▸ **What is required**
From the first entry to the last, repeat the listing exactly.

****************************************

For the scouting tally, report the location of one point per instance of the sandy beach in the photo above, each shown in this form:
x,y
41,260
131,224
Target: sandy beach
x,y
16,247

****************************************

▸ **Task answer**
For the scouting tally, report the location of one point per instance of the sandy beach in the photo above, each shown in this form:
x,y
41,260
131,224
Target: sandy beach
x,y
16,247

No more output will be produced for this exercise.